:: PROVIDED MATERIAL ::

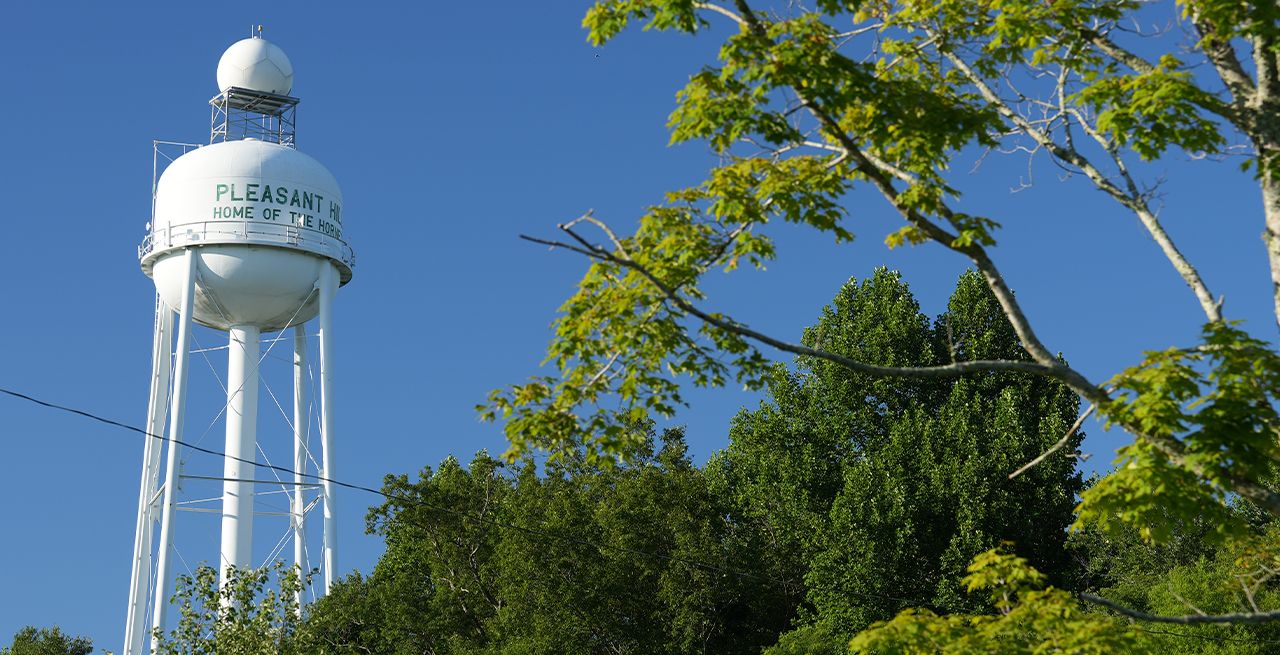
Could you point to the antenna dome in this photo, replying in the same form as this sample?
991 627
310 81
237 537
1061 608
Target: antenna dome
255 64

:::
:: PROVIDED MATERIAL ::

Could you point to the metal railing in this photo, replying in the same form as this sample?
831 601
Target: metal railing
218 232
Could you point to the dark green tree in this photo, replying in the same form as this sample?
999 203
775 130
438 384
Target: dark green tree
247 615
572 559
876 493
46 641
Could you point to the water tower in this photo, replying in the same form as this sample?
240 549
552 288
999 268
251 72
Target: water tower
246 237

:::

INSTRUCTIONS FOR THE TASK
How many lines in the listing above contain the word "tree"? Give only the number.

RESPONSE FOR THIS EXERCISE
2